Count the lines in the records below that contain the string "outdoor", where letter case must match. Reply with the number alone.

-------- Data extract --------

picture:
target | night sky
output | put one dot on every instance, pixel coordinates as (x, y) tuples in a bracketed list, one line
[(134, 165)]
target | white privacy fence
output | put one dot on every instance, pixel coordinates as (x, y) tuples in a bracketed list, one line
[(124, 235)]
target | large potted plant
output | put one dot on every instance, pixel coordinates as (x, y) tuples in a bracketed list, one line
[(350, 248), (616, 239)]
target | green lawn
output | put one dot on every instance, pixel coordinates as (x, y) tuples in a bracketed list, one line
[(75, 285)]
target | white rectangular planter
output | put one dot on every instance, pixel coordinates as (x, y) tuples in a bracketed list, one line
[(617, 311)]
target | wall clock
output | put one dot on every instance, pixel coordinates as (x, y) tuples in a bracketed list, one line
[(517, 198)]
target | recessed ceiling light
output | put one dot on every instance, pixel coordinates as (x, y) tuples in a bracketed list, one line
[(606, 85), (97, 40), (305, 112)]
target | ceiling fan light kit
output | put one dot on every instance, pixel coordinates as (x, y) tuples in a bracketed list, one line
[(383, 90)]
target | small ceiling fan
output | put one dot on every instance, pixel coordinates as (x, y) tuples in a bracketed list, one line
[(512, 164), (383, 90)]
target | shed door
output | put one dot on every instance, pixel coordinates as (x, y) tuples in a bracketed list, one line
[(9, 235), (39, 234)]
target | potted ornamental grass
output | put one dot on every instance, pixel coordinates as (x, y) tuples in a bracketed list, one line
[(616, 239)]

--------
-------- Data extract --------

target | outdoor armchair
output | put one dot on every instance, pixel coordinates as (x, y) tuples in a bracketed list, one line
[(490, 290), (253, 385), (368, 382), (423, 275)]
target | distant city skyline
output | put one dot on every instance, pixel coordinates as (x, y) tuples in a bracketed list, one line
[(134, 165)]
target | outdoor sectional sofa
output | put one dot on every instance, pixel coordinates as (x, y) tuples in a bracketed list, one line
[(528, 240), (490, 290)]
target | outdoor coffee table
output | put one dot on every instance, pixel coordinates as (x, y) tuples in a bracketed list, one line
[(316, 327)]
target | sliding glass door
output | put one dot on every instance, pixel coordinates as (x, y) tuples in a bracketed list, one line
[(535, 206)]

--------

Expected answer
3